┌──
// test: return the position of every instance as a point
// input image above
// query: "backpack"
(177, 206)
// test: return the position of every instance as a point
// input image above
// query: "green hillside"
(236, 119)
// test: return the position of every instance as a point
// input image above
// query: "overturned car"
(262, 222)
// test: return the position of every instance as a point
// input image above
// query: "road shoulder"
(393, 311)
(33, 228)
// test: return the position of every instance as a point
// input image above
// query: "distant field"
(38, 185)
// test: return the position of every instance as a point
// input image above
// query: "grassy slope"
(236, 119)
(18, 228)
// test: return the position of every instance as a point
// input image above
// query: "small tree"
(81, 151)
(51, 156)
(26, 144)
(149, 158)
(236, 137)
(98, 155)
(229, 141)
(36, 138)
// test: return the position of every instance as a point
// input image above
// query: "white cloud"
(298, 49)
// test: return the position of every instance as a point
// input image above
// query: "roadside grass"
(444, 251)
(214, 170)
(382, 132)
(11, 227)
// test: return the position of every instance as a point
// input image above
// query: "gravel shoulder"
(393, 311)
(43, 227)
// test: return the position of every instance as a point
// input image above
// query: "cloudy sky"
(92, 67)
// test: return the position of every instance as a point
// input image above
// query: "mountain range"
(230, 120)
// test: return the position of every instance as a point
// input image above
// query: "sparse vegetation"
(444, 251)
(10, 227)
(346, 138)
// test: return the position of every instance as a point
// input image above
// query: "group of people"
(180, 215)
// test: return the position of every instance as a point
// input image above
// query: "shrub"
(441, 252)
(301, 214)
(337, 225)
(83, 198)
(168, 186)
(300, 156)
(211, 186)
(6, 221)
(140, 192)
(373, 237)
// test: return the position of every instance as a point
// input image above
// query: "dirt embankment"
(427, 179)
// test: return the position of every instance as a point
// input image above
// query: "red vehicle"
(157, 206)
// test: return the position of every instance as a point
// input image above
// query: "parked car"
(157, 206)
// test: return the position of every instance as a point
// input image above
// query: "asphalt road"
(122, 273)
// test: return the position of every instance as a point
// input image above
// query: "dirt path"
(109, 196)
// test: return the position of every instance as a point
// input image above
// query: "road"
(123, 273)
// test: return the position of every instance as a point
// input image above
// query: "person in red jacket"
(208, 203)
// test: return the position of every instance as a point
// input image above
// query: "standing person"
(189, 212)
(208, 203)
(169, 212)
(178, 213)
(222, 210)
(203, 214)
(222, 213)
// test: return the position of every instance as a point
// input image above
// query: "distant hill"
└──
== DO THIS ==
Extract every line above that contains the string "person", and copy each one in full.

== RESPONSE TO THIS EXERCISE ==
// query: "person in red jacket"
// query: "standing person"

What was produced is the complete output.